• _Try it_: Find the line below with "Target: white dress shirt" and the line with "Target: stone block". Output exactly those lines and everything between them, leaving out the pictures.

::::::::

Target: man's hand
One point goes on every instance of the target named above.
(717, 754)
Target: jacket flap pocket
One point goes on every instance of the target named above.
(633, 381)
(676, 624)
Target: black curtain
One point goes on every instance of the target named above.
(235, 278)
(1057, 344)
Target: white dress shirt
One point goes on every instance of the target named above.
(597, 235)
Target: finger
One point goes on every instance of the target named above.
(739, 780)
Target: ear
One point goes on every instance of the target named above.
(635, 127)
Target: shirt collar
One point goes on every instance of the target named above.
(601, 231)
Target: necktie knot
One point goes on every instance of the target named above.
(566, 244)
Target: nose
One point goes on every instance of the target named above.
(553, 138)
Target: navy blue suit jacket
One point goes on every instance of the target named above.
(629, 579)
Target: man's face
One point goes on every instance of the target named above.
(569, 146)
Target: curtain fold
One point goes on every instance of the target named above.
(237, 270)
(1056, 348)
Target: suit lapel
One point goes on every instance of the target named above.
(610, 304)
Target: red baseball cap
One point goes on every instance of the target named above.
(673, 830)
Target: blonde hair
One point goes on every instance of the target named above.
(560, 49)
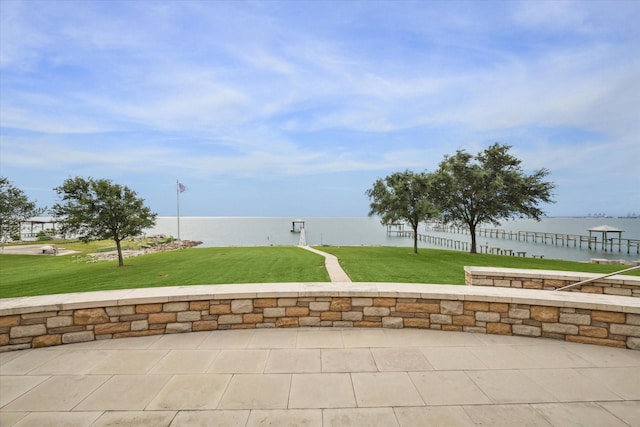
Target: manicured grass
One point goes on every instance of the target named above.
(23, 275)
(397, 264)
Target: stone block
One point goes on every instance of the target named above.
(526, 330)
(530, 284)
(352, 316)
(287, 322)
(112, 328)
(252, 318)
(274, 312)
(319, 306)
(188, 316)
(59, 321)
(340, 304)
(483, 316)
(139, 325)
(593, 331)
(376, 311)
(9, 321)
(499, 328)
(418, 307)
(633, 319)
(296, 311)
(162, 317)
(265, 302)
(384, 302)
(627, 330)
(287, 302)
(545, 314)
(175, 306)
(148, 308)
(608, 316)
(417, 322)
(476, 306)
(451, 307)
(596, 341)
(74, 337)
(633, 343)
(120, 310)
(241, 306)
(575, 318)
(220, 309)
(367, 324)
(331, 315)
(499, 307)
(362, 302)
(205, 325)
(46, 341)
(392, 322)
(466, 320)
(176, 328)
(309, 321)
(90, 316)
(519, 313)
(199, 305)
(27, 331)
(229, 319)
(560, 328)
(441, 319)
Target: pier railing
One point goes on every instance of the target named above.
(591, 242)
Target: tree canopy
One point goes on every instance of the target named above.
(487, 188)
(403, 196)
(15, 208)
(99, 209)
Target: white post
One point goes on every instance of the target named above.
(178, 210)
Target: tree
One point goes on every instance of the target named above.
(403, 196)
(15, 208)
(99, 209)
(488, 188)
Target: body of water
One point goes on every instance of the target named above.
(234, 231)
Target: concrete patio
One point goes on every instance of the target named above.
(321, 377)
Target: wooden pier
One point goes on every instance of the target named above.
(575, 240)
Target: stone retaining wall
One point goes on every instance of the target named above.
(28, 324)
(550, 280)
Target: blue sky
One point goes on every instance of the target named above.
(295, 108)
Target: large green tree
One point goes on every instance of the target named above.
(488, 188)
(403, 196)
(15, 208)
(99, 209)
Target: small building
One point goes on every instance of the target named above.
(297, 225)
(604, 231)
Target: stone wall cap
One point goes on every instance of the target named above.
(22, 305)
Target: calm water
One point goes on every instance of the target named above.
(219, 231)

::::::::

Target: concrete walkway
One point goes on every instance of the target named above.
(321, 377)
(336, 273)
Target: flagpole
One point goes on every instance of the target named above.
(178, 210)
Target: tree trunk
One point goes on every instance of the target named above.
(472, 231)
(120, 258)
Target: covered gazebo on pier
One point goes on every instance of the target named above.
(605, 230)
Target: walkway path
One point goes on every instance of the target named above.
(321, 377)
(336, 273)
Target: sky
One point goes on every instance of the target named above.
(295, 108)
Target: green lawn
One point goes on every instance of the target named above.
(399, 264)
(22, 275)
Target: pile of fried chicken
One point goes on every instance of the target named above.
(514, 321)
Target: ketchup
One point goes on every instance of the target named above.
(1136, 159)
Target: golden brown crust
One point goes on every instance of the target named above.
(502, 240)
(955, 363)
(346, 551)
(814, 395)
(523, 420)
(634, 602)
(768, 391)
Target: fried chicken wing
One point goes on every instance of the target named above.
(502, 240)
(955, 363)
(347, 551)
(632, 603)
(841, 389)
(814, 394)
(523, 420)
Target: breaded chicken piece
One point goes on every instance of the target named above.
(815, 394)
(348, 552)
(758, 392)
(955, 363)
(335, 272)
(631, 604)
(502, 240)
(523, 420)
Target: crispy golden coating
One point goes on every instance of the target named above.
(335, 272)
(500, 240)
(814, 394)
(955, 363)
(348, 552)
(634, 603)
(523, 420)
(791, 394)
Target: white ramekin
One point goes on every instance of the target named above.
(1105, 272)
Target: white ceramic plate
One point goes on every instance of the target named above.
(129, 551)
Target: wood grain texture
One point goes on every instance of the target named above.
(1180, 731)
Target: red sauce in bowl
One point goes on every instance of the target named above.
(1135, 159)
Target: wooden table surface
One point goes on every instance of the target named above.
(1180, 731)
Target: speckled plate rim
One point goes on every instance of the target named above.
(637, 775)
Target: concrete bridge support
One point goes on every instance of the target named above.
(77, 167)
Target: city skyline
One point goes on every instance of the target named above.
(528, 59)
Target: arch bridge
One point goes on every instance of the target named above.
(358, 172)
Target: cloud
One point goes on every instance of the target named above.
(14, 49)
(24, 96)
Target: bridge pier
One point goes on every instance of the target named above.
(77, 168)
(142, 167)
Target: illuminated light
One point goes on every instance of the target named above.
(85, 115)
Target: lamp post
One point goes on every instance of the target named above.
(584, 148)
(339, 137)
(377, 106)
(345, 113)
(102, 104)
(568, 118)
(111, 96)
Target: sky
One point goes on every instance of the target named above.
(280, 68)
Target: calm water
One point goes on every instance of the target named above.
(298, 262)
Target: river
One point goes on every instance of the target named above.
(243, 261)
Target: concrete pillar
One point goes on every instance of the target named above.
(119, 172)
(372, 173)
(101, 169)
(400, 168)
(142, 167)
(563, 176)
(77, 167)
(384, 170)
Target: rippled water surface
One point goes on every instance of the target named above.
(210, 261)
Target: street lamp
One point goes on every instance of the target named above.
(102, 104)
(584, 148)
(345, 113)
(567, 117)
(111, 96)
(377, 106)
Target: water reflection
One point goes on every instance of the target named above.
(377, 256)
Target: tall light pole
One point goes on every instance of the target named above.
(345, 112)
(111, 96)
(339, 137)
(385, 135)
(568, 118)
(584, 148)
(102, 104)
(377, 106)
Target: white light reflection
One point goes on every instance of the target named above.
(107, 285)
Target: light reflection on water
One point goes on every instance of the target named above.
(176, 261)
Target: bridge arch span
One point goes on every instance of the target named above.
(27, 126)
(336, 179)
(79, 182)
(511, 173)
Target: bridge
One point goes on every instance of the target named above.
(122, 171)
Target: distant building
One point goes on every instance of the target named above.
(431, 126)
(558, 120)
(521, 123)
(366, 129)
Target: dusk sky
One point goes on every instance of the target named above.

::::::::

• _Response area_:
Target: white dress shirt
One point goes on every instance of the target named above.
(597, 235)
Target: finger
One point goes on every instance of the target named above.
(739, 780)
Target: ear
One point goes on every instance of the target named above.
(635, 127)
Target: shirt collar
One point goes on every instance of the target named above.
(601, 231)
Target: necktie knot
One point goes on every instance of the target named above.
(566, 244)
Target: nose
One point goes on every instance of the target named above.
(553, 138)
Target: navy blue suit jacket
One point goes on every instance of the target named above.
(629, 579)
Target: man's face
One point goes on every instance of the target named above.
(569, 146)
Target: curtain fold
One point goes on every instance of the target named above.
(237, 270)
(1056, 348)
Target: suit lapel
One point goes on every instance of the target named above.
(610, 304)
Target: red baseball cap
One point goes on every instance of the target named above.
(673, 830)
Target: blonde hair
One point goes on every instance of the target named above.
(560, 49)
Target: manicured grass
One point goes on every instance of the target named above.
(23, 275)
(397, 264)
Target: stone block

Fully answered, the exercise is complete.